TASK GOAL —
Copy out all of the entries below word for word, leaving out the pictures.
===== PROVIDED INFORMATION
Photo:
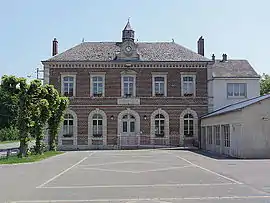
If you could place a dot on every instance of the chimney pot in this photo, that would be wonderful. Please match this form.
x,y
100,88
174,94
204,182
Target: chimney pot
x,y
213,57
224,57
55,47
200,45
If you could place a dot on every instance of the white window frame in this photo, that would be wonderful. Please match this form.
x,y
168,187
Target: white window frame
x,y
194,84
134,84
236,96
159,74
63,75
217,134
99,118
209,135
226,135
99,74
159,125
189,125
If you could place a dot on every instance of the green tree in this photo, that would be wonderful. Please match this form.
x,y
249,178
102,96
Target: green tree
x,y
8,101
61,104
265,84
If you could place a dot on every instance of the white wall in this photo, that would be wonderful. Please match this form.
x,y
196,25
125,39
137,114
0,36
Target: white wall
x,y
234,119
256,130
220,91
249,133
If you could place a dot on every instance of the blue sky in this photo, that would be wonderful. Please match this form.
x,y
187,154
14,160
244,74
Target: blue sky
x,y
239,28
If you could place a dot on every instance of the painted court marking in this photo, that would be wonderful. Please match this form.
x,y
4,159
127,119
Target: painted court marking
x,y
150,199
139,186
137,172
205,169
66,170
118,162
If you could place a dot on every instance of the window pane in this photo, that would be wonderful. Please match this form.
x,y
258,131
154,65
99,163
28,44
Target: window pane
x,y
243,90
159,79
236,89
132,126
125,126
230,90
100,122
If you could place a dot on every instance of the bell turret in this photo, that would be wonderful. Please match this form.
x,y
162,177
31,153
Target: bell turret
x,y
128,33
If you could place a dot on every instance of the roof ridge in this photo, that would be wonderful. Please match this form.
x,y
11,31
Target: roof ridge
x,y
237,103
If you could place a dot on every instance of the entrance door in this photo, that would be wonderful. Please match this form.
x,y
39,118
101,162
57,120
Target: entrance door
x,y
128,123
128,135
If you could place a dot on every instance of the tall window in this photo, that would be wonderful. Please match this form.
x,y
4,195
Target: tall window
x,y
68,125
226,135
68,86
209,135
236,89
188,125
217,134
159,85
128,124
128,86
159,125
188,85
97,125
98,86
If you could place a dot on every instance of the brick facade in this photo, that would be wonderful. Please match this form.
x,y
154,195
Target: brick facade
x,y
174,104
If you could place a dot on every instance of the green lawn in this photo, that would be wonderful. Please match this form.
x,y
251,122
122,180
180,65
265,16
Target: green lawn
x,y
31,158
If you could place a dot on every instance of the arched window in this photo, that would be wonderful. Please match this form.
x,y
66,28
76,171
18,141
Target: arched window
x,y
97,125
159,125
68,126
188,125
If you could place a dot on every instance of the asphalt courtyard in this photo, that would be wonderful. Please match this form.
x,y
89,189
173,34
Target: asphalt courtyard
x,y
136,177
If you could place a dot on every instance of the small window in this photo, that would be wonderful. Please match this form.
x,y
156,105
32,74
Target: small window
x,y
98,85
68,125
97,125
188,85
209,135
217,134
159,125
188,125
159,85
128,86
68,86
237,90
226,135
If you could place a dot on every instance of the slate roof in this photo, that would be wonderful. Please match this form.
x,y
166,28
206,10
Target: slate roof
x,y
233,69
236,106
106,51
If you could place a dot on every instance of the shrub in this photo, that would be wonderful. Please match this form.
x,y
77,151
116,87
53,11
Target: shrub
x,y
9,133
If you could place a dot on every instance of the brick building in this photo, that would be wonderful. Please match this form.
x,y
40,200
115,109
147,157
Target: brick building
x,y
129,93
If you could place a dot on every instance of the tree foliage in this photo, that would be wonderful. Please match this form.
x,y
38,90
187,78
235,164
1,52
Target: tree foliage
x,y
265,84
8,102
32,107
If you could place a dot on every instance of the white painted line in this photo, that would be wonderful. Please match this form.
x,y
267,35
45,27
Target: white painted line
x,y
139,186
137,172
205,169
150,199
119,162
53,178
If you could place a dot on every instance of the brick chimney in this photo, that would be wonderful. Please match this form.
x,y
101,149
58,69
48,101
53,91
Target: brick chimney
x,y
200,45
224,57
213,57
55,47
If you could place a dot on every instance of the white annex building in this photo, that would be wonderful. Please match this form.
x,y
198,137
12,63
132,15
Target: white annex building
x,y
240,130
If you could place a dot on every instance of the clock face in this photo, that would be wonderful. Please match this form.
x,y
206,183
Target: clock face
x,y
128,49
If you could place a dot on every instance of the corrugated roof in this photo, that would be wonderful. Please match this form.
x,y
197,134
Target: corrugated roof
x,y
237,106
106,51
233,68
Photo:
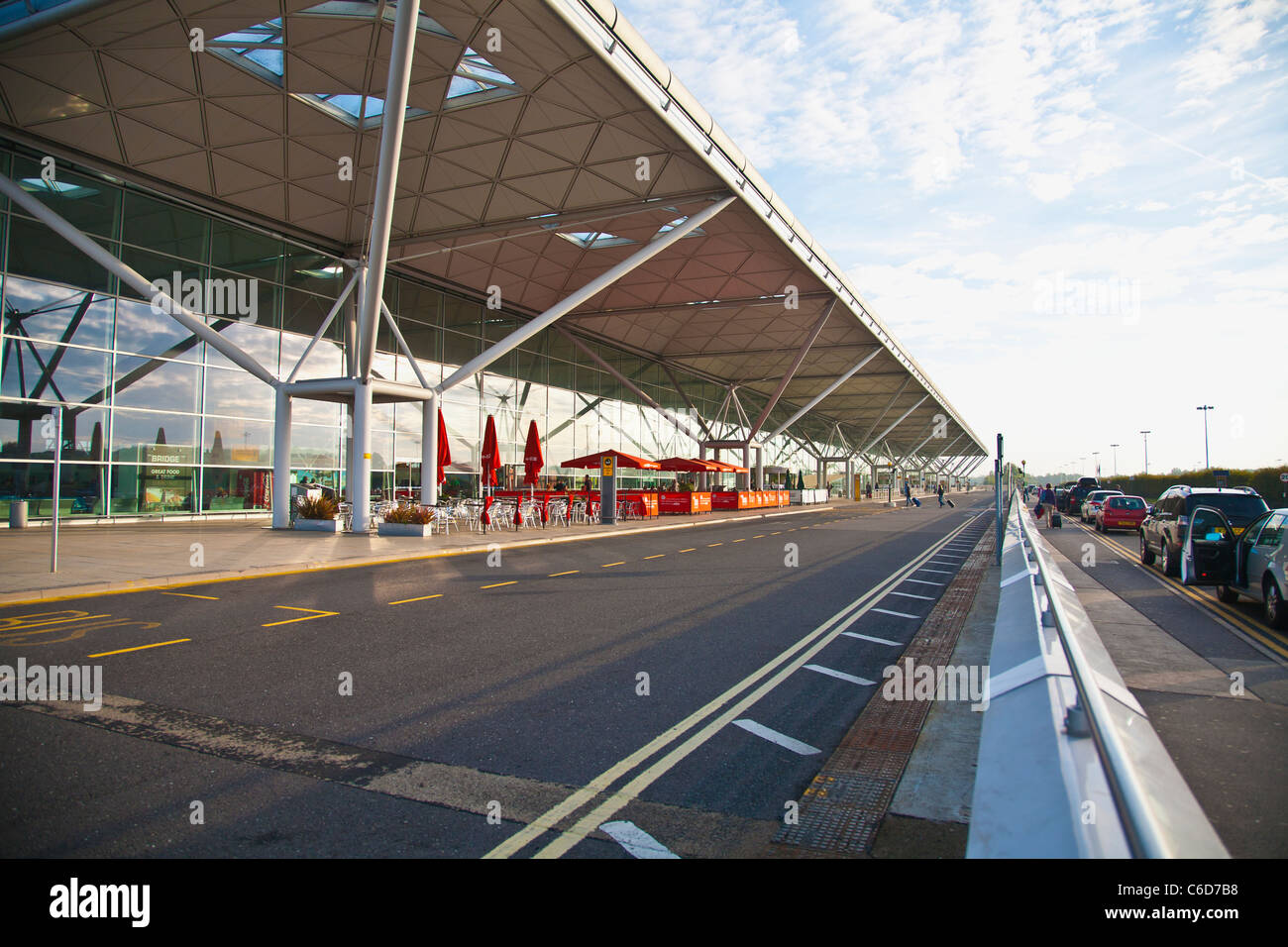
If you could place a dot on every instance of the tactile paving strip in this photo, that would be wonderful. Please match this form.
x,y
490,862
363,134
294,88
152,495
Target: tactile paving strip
x,y
841,810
==========
THE RESULT —
Photo:
If you could place a dot on every instance of the chimney pot in this photo, that would be wonderful. Please match this form.
x,y
100,88
174,94
204,182
Target: chimney pot
x,y
213,57
224,57
55,47
200,45
If you could place a dot on every instance of the white window frame in this photo, that would be wonderful. Please match this form.
x,y
168,187
Target: white window frame
x,y
194,84
134,84
236,96
159,74
63,75
217,134
99,118
209,135
226,135
99,74
159,125
189,125
If you could place a dot on every instance of the green tree in this photo, that would be wonderful. Please match this form.
x,y
249,178
102,96
Target: green tree
x,y
8,101
61,104
265,84
If you could place a dot on every instance of the white wall in this photo, that would be wonderful. Please match this form.
x,y
196,25
125,39
137,114
0,36
Target: white wall
x,y
234,119
256,130
220,91
249,133
If you could place a dot on every instance of the blue sky in this photo, that would be wonderful. Please match this form.
x,y
187,154
14,160
244,74
Target: blue sky
x,y
239,28
If you could place a dot on every instance of the painted court marking in this photo, that would be wonderful. Please match this form.
x,y
4,159
127,119
Target: painted court marking
x,y
150,199
139,186
137,172
205,169
66,170
118,162
If you could place a dot on every instance of the window pane in this photo, that would be wonderful. Please match this form.
x,y
258,131
154,65
99,163
28,44
Target: window pane
x,y
243,90
159,79
236,89
132,126
125,126
230,90
100,122
If you could place a dot on every instance of the bell turret in this photo, that would be wonderful. Please match this form.
x,y
162,177
31,153
Target: bell turret
x,y
128,33
If you could place a dot on every instance of the roof ridge in this photo, that would be wonderful. Please match this form.
x,y
11,31
Target: roof ridge
x,y
237,103
If you could place a dot on every instance of the entrance door in this photo, that would be wonderful. Please match this form.
x,y
39,118
101,162
57,120
Target: entrance door
x,y
128,123
128,135
If you could place a dot on every instance of the tall window in this photo, that would be wonderful. Please match this form.
x,y
4,195
Target: tall window
x,y
68,125
226,135
68,86
209,135
236,89
188,125
217,134
159,85
128,124
128,86
159,125
188,85
97,125
98,86
If you could place a dot on every instance of the brick facade in this photo, that would be wonderful. Please match this form.
x,y
154,195
Target: brick facade
x,y
174,104
If you could place a dot on every instance of the green lawn in this photo, that would be wonderful. Please match this form.
x,y
251,122
122,180
180,65
265,16
Target: green lawn
x,y
31,158
If you could place a dot on every instance of the arched window in this photo, that would be wonderful. Please match this form.
x,y
66,28
76,171
18,141
Target: arched window
x,y
97,125
159,125
68,126
188,125
If you could place a dot on every instance of the asphalt courtyard in this photo, that would be wonderful. Please match this form.
x,y
89,189
173,34
Target: asphalt courtyard
x,y
136,177
If you could place a dot on every instance of the small window in this photo, that would be wonderful. Please match this form.
x,y
156,105
32,74
Target: small window
x,y
98,85
68,125
97,125
188,85
209,135
217,134
159,125
188,125
159,85
128,86
68,86
237,90
226,135
If you could place a dot on every instance of the slate roof in this photo, that would be wonderful. Please match this form.
x,y
166,28
206,10
Target: slate roof
x,y
233,69
236,106
106,51
If you could place a dot on every instance of the shrub in this photo, that would be wonderful. Please match this form.
x,y
77,151
116,87
53,11
Target: shrub
x,y
9,133
If you could place a dot on every instance of the brick building in this photo, that would be wonderful. Please match this form.
x,y
40,200
115,109
147,157
Target: brick building
x,y
129,93
If you could place a dot on every instance of the tree foliage in this photo, that would be wonderful. Please match this form.
x,y
38,90
187,78
235,164
1,52
Target: tree foliage
x,y
265,84
8,102
32,107
If you could place a dot on every instance of the white painted line in this photo, that would be wonderful. Please match this form.
x,y
267,35
45,27
Target: white painted line
x,y
139,186
137,172
205,169
150,199
119,162
53,178
If you could place a dot on every instance of the brick chimney in this photo, that would be wonderful. Please match this form.
x,y
101,149
58,69
48,101
53,91
Target: brick chimney
x,y
200,45
224,57
213,57
55,47
If you could place a dot on every instance of the white annex building in this photo, that would be wonderful. Please match this form.
x,y
198,137
12,63
132,15
Target: white annex building
x,y
240,130
If you could place a dot on every instance of the clock face in this photo, that would be wonderful. Please match this form.
x,y
206,183
Target: clock face
x,y
128,49
If you could place a dot on every instance of the corrugated roof in this photo, that would be wonderful. Please match this form.
x,y
197,134
Target: corrugated roof
x,y
237,106
106,51
233,68
Photo:
If you could place a dot on every instance of the tactile paving strip in this photo, that would be wonderful. Please match this form.
x,y
490,862
363,134
294,88
152,495
Target: tactile paving strip
x,y
841,810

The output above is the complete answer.